**AUSGEWÄHLTER AUSZUG**.
#####

Bischöfe als Krisenfeuerwehr

„Schönborn hilft Kirche aus Krise“ jubelte die Kronen Zeitung, aber auch die Presse traf den allgemeinen Ton mit „Die Stunde des Kardinals“. In den letzten Tagen hatte sich der Kirchenwind in Österreich fast täglich gedreht, immer mehr Hirten waren von nobler Zurückhaltung auf klare Sprache umgeschwenkt – von Salzburgs Erzbischof Kothgasser, der warnte, die Kirche drohe zu einer Sekte zu werden, bis zu Paul Iby aus Eisenstadt, der die Bestellung Wagners als „unerklärlich“ brandmarkte. Dann die Bitte um Rücknahme der Ernennung durch Wagner am Sonntag und der unerwartet deutliche Hirtenbrief am Montag.

#####

**DATENTEIL**.

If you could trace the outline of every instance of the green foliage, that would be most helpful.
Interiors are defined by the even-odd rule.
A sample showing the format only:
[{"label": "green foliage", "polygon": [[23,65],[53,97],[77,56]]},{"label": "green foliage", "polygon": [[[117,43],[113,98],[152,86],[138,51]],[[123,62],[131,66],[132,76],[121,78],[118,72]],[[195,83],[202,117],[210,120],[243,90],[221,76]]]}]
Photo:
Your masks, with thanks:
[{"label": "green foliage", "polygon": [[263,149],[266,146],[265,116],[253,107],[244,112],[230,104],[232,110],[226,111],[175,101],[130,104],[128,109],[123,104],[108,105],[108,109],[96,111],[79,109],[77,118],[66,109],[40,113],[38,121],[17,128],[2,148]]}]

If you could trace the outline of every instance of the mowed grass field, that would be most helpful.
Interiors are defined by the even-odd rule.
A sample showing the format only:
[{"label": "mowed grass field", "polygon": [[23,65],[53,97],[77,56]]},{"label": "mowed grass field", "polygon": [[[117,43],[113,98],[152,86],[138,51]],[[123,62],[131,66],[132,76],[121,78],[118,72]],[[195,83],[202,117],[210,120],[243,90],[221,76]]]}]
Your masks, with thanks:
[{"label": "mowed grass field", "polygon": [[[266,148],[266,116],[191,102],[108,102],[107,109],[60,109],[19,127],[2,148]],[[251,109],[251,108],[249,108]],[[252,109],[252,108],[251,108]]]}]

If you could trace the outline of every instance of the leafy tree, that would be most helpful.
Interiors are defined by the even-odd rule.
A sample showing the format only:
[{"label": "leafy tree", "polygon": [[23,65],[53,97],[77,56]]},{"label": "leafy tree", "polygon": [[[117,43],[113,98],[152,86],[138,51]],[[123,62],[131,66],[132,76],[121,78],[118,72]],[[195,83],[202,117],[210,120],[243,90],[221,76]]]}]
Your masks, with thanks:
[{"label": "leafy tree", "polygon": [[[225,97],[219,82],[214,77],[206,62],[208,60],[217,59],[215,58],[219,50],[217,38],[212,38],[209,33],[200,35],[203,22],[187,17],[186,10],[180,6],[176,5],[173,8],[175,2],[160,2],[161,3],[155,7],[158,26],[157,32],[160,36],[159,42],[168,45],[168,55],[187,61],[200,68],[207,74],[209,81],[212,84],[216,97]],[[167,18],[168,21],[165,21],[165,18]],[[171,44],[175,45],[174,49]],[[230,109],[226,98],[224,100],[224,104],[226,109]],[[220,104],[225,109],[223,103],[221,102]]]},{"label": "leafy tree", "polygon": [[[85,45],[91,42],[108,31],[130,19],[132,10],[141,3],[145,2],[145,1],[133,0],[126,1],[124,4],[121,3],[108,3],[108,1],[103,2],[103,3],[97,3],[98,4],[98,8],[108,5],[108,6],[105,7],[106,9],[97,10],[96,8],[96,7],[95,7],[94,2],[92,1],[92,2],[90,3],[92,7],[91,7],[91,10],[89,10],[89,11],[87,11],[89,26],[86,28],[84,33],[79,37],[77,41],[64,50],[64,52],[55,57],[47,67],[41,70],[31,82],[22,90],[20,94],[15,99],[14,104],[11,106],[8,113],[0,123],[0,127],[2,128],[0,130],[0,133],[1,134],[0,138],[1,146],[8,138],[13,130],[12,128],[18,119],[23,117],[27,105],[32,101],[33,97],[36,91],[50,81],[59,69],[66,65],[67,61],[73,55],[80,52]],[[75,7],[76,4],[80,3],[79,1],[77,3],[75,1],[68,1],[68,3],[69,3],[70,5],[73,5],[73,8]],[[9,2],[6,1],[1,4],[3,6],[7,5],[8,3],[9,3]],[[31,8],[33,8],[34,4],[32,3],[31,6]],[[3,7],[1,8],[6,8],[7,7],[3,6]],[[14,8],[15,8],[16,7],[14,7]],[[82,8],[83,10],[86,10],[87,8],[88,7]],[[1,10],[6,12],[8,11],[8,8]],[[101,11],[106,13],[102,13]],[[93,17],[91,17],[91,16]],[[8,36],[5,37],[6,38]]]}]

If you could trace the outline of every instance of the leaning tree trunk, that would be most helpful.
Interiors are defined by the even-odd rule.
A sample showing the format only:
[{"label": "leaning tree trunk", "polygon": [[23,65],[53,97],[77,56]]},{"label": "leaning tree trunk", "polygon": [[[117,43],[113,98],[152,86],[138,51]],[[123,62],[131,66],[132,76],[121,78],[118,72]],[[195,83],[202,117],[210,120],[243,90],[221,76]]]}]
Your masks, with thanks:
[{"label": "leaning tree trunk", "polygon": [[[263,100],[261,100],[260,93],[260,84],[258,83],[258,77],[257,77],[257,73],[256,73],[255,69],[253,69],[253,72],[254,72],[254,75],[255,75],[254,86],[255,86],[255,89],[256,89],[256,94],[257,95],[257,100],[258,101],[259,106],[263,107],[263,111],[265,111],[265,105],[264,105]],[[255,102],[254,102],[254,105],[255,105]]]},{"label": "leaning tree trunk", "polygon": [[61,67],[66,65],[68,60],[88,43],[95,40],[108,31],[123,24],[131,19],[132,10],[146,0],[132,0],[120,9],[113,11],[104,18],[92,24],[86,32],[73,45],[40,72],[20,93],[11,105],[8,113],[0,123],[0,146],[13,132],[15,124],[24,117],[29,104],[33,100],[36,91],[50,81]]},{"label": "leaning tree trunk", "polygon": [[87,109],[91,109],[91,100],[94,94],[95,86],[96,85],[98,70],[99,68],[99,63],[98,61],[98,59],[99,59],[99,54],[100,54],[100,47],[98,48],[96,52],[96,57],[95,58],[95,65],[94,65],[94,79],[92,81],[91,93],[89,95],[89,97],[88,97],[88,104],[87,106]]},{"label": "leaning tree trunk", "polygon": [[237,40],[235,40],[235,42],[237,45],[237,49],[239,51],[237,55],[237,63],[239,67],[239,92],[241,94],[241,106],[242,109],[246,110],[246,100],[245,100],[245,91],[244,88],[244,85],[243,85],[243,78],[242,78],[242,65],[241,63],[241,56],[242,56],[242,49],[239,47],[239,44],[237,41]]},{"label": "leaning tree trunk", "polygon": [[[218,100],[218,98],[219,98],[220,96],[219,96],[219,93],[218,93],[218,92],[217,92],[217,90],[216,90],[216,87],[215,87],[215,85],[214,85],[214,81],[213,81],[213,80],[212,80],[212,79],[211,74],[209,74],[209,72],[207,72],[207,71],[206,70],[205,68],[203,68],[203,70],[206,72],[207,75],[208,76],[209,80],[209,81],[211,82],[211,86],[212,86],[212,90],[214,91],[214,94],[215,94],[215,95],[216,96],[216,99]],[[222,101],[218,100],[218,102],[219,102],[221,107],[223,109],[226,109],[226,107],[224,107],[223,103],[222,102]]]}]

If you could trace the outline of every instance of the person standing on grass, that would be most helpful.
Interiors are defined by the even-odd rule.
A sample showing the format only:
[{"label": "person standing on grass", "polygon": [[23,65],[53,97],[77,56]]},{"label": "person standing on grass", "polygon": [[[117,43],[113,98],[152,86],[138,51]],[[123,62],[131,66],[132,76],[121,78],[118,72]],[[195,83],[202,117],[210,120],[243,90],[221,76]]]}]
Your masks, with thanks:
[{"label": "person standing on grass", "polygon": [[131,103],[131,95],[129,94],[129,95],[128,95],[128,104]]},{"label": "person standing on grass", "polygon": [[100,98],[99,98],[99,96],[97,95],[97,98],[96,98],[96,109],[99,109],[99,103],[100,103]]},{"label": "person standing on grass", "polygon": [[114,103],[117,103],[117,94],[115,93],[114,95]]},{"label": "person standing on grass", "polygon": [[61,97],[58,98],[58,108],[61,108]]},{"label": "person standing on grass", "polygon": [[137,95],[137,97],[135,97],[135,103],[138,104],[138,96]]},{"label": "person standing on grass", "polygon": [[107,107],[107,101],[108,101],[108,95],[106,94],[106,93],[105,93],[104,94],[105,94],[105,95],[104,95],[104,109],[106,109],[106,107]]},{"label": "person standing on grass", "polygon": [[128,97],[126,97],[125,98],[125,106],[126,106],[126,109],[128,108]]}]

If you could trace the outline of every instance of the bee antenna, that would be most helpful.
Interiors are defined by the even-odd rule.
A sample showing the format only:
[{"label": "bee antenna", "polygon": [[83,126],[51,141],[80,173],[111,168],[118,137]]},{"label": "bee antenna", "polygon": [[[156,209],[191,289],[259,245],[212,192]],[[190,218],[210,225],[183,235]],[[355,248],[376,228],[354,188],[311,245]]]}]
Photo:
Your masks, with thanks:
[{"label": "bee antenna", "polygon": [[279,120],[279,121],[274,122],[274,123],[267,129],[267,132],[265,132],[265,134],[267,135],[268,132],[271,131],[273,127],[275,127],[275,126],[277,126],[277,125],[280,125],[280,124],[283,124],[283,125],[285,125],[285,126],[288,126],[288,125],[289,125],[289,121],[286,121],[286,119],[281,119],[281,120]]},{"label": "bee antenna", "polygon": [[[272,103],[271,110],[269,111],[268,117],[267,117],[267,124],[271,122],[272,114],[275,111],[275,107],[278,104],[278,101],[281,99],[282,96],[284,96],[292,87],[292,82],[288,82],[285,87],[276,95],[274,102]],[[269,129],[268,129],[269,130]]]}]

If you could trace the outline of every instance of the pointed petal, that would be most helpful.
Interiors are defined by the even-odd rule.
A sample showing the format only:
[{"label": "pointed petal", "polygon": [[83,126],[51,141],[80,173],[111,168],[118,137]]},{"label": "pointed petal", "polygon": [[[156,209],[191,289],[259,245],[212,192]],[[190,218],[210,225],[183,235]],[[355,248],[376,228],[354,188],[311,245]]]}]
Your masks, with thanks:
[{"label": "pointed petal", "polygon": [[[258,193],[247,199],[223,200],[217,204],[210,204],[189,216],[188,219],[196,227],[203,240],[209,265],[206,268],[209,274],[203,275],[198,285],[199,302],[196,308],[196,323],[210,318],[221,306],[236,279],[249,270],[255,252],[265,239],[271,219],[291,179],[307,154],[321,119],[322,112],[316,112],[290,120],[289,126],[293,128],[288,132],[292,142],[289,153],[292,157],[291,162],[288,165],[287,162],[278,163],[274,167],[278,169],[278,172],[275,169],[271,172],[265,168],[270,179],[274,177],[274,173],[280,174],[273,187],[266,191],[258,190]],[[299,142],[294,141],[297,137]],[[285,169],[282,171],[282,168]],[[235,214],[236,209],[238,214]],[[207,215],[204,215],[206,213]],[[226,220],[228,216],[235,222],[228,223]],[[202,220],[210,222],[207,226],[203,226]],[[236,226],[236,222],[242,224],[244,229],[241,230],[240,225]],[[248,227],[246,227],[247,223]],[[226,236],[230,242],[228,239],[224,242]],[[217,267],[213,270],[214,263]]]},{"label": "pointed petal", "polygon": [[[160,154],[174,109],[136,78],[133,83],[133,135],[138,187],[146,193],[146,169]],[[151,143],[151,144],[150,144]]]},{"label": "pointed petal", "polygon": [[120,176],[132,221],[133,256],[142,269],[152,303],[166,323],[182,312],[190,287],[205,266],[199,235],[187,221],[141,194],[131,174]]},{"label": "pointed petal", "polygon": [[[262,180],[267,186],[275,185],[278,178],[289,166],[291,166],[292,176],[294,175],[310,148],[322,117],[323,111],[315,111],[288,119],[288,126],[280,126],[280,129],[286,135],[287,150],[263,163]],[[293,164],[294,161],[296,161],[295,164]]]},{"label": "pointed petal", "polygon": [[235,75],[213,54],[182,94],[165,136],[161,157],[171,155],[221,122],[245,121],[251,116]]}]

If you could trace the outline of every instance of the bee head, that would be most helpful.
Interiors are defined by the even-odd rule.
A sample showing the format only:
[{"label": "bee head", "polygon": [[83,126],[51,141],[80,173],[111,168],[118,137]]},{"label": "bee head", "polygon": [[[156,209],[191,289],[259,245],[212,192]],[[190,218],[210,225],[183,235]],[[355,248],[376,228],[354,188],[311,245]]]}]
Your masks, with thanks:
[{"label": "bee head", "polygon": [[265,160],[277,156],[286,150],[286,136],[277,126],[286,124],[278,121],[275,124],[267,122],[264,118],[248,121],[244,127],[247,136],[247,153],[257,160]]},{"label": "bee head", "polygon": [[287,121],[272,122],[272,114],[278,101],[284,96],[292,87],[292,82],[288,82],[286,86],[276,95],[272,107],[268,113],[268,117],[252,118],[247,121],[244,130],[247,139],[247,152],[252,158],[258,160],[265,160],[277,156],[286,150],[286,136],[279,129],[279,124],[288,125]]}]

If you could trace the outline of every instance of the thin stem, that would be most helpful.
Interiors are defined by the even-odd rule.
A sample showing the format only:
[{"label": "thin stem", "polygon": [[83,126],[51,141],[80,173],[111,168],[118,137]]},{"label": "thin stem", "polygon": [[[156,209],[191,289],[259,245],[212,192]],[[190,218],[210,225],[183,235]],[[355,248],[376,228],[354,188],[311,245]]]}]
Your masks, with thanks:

#####

**AUFGABEN**.
1 - Benennen Sie im Auszug über die Bischöfe als Krisenfeuerwehr „Sonntag“ in „Samstag“ um und geben Sie dabei alles von „Bischöfe als Krisenfeuerwehr“ bis hinunter zu „Hirtenbrief am Montag.“ erneut wieder.
2 - Wovor warnte Salzburgs Erzbischof Kothgasser laut dem Auszug über die Bischöfe als Krisenfeuerwehr?
3 - Prüfen Sie, ob die folgenden Aussagen mit dem Auszug über die Bischöfe als Krisenfeuerwehr übereinstimmen: (a) Die Kronen Zeitung verkündete jubelnd, Schönborn helfe der Kirche aus der Krise. (b) Paul Iby stammt aus Salzburg. (c) Der Hirtenbrief erschien am Sonntag.

**ENDGÜLTIGE ANTWORTEN**.
1 -
Bischöfe als Krisenfeuerwehr

„Schönborn hilft Kirche aus Krise“ jubelte die Kronen Zeitung, aber auch die Presse traf den allgemeinen Ton mit „Die Stunde des Kardinals“. In den letzten Tagen hatte sich der Kirchenwind in Österreich fast täglich gedreht, immer mehr Hirten waren von nobler Zurückhaltung auf klare Sprache umgeschwenkt – von Salzburgs Erzbischof Kothgasser, der warnte, die Kirche drohe zu einer Sekte zu werden, bis zu Paul Iby aus Eisenstadt, der die Bestellung Wagners als „unerklärlich“ brandmarkte. Dann die Bitte um Rücknahme der Ernennung durch Wagner am Samstag und der unerwartet deutliche Hirtenbrief am Montag.

2 - Er warnte, die Kirche drohe zu einer Sekte zu werden.

3 -
(a) Ja: „jubelte die Kronen Zeitung“
(b) Nein: „Paul Iby aus Eisenstadt“
(c) Nein: „der unerwartet deutliche Hirtenbrief am Montag“